• EXTRAIT DU DOCUMENT:
Au cours des années 1980, les journaux indépendants, qui avaient été auparavant d’importants vecteurs d’autonomie pour l’aile gauche de l’OLP, ont également perdu de leur poids. Le FPLP Bulletin en anglais a cessé de paraître en 1984. Il a été remplacé par une publication bimestrielle, Democratic Palestine, mais celle-ci n’a pas survécu une décennie. Après le transfert de son siège en Syrie en 1986, l’hebdomadaire du FPLP, Al-Hadaf, est soumis à la censure du régime Assad.27

La direction de l’OLP opérait toujours en exil et n’était pas impliquée de manière substantielle dans les activités en Palestine occupée. Le siège du FPLP s’est installé à Damas en 1982, le régime d’Assad devenant « son principal partenaire régional ».28 Avant le milieu des années 1970, lorsque les factions de gauche de l’OLP ont commencé à jouer un rôle en Palestine occupée, la seule faction de l’OLP qui y était présente était le minuscule Parti communiste palestinien.29

En 1987, le déclenchement de la première Intifada a attiré l’attention sur la bande de Gaza et la Cisjordanie occupées.30 Les Palestiniens ont résisté à l’occupation israélienne par des mobilisations de masse, des grèves générales et des organisations de base qui ont fasciné les gens ordinaires dans le monde entier. Des comités auto-organisés ont organisé des manifestations, des grèves et une résistance physique aux forces d’occupation israéliennes, et ont mis en place des systèmes de santé et d’éducation clandestins. Le rôle de ces comités populaires a été célébré par certains éléments de la direction du mouvement palestinien sur le terrain à Gaza et en Cisjordanie. Dans un communiqué publié le 28 mai 1988, la direction nationale unifiée du soulèvement a exhorté les Palestiniens à « construire l’appareil d’auto-gouvernement du peuple par le biais des comités populaires ».31 Une potentielle alternative à l’idée que l’OLP se faisait d’elle-même en tant que « seul représentant » du peuple palestinien était en train d’émerger, même si la gauche n’était pas bien ancrée dans le soulèvement.

Il est évident qu’une OLP dirigée par le Fatah résisterait à cette évolution. Le risque d’être remplacé par la direction alternative émergeant de la base à Gaza et en Cisjordanie a poussé Arafat à poursuivre les négociations avec Israël et les États-Unis. Cela aurait pu être un moment décisif pour une alternative révolutionnaire de gauche. Cependant, bien que le FPLP ait été en mesure d’établir une présence populaire en Palestine occupée par le biais d’une organisation clandestine, sa direction bureaucratisée en exil est restée liée à l’OLP. Il a donc adopté une position ambiguë à l’égard de la politique d’Arafat, ce qui l’a éloigné de sa base à Gaza et en Cisjordanie.

(Extrait d'un jeu de données)
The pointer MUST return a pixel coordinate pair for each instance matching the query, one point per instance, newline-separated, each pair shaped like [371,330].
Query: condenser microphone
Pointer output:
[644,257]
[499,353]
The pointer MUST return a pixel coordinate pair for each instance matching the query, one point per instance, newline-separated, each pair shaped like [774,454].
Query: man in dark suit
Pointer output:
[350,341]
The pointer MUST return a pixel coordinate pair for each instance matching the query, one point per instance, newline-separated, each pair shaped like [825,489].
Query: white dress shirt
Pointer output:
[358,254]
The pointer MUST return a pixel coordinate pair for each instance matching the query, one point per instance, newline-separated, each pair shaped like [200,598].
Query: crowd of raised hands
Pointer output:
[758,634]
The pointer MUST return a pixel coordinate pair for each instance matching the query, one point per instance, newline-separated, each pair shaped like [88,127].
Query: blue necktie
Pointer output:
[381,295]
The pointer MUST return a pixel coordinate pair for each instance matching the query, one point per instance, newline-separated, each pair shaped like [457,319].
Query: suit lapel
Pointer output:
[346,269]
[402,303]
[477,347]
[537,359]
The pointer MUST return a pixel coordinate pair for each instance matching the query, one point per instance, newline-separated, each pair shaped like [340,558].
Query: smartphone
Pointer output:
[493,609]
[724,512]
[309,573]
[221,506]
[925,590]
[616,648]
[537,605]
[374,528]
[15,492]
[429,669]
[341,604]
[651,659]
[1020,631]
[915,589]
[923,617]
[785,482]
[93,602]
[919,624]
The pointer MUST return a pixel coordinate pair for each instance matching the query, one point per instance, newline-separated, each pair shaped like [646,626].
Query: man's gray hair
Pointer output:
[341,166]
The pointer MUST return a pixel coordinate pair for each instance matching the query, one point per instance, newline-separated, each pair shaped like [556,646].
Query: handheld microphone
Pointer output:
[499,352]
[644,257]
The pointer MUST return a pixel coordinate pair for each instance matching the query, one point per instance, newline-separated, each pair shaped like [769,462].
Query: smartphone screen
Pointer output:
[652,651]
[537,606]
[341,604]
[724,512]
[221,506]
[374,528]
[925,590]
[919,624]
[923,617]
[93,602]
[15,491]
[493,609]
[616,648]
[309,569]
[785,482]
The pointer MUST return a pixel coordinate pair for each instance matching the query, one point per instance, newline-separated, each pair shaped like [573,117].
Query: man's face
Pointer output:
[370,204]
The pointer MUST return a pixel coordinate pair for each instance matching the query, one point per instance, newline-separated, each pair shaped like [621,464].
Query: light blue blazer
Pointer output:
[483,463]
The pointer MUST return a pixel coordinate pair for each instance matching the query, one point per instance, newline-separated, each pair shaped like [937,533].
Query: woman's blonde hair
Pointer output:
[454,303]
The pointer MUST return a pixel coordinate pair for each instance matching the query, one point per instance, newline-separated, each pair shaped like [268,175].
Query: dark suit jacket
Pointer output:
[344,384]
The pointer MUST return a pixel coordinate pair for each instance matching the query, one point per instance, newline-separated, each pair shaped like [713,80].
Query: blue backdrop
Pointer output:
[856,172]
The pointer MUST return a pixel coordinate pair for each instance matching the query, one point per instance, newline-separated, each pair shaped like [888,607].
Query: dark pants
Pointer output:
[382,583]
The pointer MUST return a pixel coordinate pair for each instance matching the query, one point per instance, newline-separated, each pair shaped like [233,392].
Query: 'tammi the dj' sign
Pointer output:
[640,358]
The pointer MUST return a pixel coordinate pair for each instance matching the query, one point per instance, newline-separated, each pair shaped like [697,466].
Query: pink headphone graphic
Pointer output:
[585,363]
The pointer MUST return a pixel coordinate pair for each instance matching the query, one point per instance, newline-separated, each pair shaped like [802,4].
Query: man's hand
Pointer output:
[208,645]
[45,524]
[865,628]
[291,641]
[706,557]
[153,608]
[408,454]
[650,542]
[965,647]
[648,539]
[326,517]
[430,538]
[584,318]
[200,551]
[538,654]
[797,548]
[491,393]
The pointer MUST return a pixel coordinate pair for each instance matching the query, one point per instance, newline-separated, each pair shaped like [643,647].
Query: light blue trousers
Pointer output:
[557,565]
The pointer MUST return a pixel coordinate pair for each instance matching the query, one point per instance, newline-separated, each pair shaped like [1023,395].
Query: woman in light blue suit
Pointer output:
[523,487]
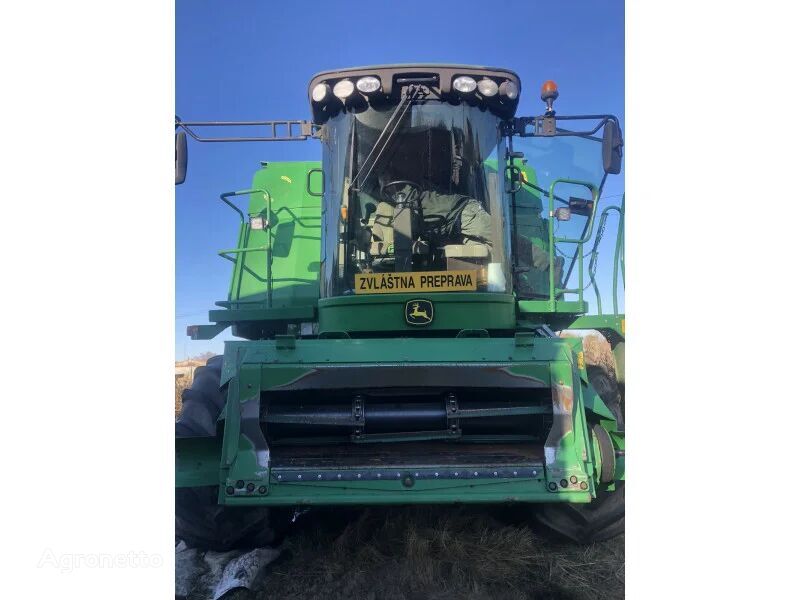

• CONSIGNES DE LA TÂCHE: Recopiez sans rien changer le passage de l'extrait sur la gauche de l'OLP qui va de « Il est évident » jusqu'à « base à Gaza et en Cisjordanie. » inclus.

• LA SOLUTION:
Il est évident qu’une OLP dirigée par le Fatah résisterait à cette évolution. Le risque d’être remplacé par la direction alternative émergeant de la base à Gaza et en Cisjordanie a poussé Arafat à poursuivre les négociations avec Israël et les États-Unis. Cela aurait pu être un moment décisif pour une alternative révolutionnaire de gauche. Cependant, bien que le FPLP ait été en mesure d’établir une présence populaire en Palestine occupée par le biais d’une organisation clandestine, sa direction bureaucratisée en exil est restée liée à l’OLP. Il a donc adopté une position ambiguë à l’égard de la politique d’Arafat, ce qui l’a éloigné de sa base à Gaza et en Cisjordanie.